Es hatte meiner Meinung nach wenigstens zeitweise Merkmale einer Militärdiktatur . Das Parlament stand grundsätzlich für die Monarchie und wollte seine siegreiche Armee entlassen,die ihr die Existenz gerettet hat. Die einflußreichen Independenten um Cromwell in der Armee wollten keinen König mehr und erklärte sich selbst zum Organ des politischen und religiösen Volkswillen. Es folgte praktisch ein Militärputsch mit z.Teil religiös begründeten
Argumenten. Der ebenfalls relig. begründete Rachefeldzug gegen Irland 1650 brachte Enteignung und Fremdbesiedelung durch engl.Offiziere und Spekulanten. Die Vergewaltigung
des irischen Volkes stellt bekanntlich bis heute eine offene Wunde in Europa dar.
Somit hat die Episode O. Cromwell doch das Gesicht Englands für lange Zeit geprägt. :teach:
 
Stimmt alles, aber dennoch sind Absolutismus und Militärdiktatur zwei ziemlich verschiedene Dinge - die Herrschaft Cromwells als Lordprotektor würde ich deshalb nicht als absolutistische Herrschaft charakterisieren.

● Beigefügte Zeilen
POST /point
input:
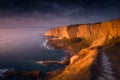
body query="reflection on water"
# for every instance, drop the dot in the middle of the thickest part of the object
(20, 48)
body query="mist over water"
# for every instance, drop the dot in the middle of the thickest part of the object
(21, 48)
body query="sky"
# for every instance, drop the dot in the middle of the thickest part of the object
(52, 13)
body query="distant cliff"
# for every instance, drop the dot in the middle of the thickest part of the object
(99, 35)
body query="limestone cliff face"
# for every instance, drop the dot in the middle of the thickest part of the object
(97, 33)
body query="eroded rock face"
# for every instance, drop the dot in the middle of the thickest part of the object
(98, 34)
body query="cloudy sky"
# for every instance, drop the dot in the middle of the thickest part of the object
(51, 13)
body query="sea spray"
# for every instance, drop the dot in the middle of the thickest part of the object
(47, 46)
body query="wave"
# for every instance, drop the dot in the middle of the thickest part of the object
(47, 46)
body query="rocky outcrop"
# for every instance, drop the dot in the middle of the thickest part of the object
(97, 35)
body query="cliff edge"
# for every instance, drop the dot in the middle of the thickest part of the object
(99, 35)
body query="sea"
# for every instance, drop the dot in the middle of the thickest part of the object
(22, 48)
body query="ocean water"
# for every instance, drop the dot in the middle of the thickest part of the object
(21, 48)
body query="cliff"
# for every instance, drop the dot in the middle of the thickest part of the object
(98, 35)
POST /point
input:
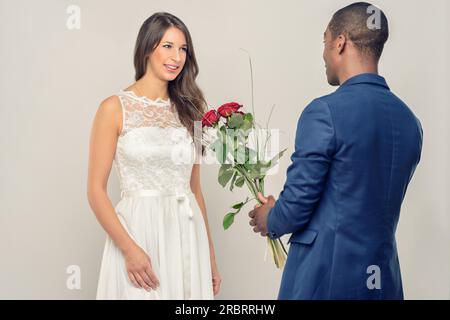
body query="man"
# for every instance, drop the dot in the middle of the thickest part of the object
(355, 153)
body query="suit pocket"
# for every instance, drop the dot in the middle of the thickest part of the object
(304, 237)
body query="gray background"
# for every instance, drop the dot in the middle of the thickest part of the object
(53, 79)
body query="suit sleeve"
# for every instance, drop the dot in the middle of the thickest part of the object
(315, 145)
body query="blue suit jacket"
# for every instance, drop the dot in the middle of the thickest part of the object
(355, 153)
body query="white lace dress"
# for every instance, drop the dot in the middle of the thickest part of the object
(154, 159)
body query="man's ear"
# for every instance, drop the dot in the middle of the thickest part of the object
(341, 42)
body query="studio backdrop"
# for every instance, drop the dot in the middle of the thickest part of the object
(59, 59)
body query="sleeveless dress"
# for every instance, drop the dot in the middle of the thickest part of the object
(154, 158)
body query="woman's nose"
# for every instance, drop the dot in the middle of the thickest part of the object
(176, 56)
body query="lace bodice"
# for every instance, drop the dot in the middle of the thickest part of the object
(154, 150)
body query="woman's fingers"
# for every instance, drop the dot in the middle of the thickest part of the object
(141, 281)
(152, 276)
(133, 280)
(149, 283)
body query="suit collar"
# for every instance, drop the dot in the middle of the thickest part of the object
(370, 78)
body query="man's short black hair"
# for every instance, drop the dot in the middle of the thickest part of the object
(364, 24)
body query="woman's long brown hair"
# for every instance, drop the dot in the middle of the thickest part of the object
(183, 90)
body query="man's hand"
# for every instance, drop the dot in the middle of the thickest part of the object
(258, 216)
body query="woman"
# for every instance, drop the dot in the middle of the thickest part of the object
(158, 245)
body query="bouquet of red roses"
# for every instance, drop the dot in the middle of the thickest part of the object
(241, 163)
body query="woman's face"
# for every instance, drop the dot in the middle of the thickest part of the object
(169, 56)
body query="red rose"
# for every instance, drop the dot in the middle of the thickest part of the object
(228, 109)
(210, 118)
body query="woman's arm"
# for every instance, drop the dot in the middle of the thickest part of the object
(104, 134)
(196, 189)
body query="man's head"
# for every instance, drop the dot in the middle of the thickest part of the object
(354, 37)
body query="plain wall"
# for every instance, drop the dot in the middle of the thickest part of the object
(53, 79)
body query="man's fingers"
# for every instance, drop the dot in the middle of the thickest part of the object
(262, 198)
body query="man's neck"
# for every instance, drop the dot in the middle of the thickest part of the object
(354, 69)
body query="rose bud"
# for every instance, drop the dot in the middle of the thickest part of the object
(210, 118)
(228, 109)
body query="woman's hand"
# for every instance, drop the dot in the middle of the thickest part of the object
(215, 278)
(139, 269)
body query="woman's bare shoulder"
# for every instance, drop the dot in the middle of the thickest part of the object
(110, 111)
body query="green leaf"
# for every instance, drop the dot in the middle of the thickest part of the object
(233, 180)
(273, 161)
(228, 220)
(238, 206)
(248, 117)
(240, 182)
(235, 120)
(225, 174)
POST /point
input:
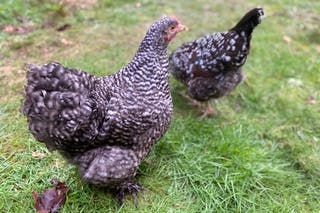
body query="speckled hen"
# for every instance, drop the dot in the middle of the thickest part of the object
(210, 66)
(105, 125)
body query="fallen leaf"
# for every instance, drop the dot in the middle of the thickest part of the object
(50, 200)
(311, 100)
(63, 27)
(65, 41)
(287, 39)
(137, 5)
(38, 154)
(148, 161)
(18, 29)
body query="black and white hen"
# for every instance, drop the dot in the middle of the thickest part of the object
(210, 66)
(105, 125)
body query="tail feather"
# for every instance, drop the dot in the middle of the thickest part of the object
(249, 21)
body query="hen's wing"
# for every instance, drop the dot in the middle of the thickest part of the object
(62, 106)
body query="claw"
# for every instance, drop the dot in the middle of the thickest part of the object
(129, 188)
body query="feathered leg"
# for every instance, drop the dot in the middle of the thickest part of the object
(208, 111)
(114, 167)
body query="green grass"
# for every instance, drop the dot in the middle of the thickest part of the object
(259, 154)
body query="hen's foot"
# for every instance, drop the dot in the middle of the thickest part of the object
(208, 111)
(129, 188)
(191, 101)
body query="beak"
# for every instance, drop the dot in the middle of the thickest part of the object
(181, 27)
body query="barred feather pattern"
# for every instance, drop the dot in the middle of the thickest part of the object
(210, 66)
(105, 125)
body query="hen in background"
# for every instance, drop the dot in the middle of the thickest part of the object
(210, 66)
(105, 125)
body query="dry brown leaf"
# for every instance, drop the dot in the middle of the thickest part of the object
(38, 154)
(50, 200)
(65, 42)
(311, 100)
(63, 27)
(287, 39)
(18, 29)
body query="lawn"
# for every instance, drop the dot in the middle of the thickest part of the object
(260, 153)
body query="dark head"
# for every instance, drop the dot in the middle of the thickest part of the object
(163, 31)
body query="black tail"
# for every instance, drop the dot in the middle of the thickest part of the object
(249, 21)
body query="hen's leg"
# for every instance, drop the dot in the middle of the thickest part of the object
(113, 167)
(191, 101)
(208, 111)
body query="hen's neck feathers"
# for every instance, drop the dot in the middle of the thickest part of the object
(149, 67)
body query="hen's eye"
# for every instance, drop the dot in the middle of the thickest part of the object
(171, 28)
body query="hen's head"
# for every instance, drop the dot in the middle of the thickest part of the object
(164, 30)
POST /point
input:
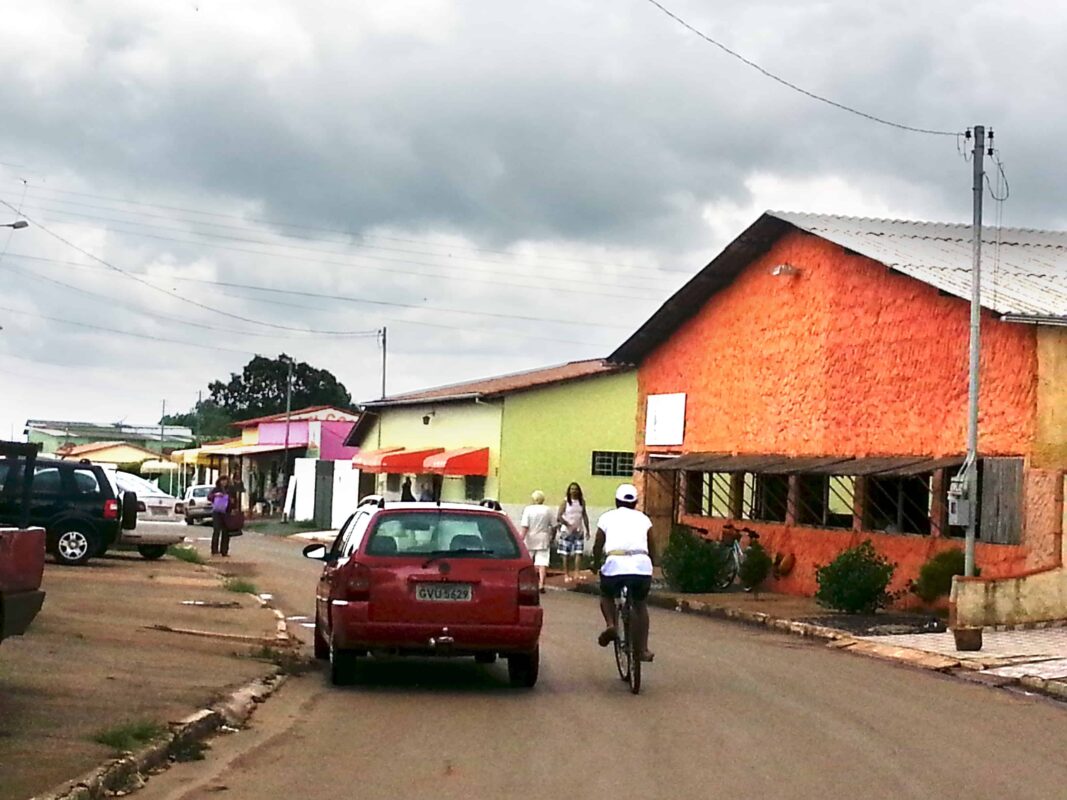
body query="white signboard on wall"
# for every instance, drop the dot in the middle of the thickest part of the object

● Aufgaben
[A] Beantworten Sie bitte kurz anhand des Textes über Cromwell:
(i) Wen wollte das Parlament entlassen?
(ii) Gegen welches Land richtete sich der Rachefeldzug von 1650?
(iii) Als was würde der letzte Beitrag die Herrschaft Cromwells als Lordprotektor nicht charakterisieren?
[B] Führen Sie den Text über Cromwell nach seinem letzten Satz mit einigen Sätzen weiter.
Die Zeilen sind eigenständiges Material und gehören nicht zum Text über Cromwell.

● Antworten
[A]
(i) Seine siegreiche Armee.
(ii) Gegen Irland.
(iii) Als absolutistische Herrschaft.

[B]
arcimboldo schrieb:
das Parlament stand grundsätzlich für die Monarchie

Dumm nur, dass die Stuart-Monarchie nicht grundsätzlich für das Parlament einstand... ;)
 
Herold schrieb:
Stimmt alles, aber dennoch sind Absolutismus und Militärdiktatur zwei ziemlich verschiedene Dinge - die Herrschaft Cromwells als Lordprotektor würde ich deshalb nicht als absolutistische Herrschaft charakterisieren.

Absolutismus sagt doch eigentlich nur aus, dass ein Herrscher die uneingeschränkte Macht im Staat hat, ist es dann also nicht egal, wie er dass letztendlich durchsetzt?
 
Zitat Herold :

Stimmt alles, aber dennoch sind Absolutismus und Militärdiktatur zwei ziemlich verschiedene Dinge - die Herrschaft Cromwells als Lordprotektor würde ich deshalb nicht als absolutistische Herrschaft charakterisieren.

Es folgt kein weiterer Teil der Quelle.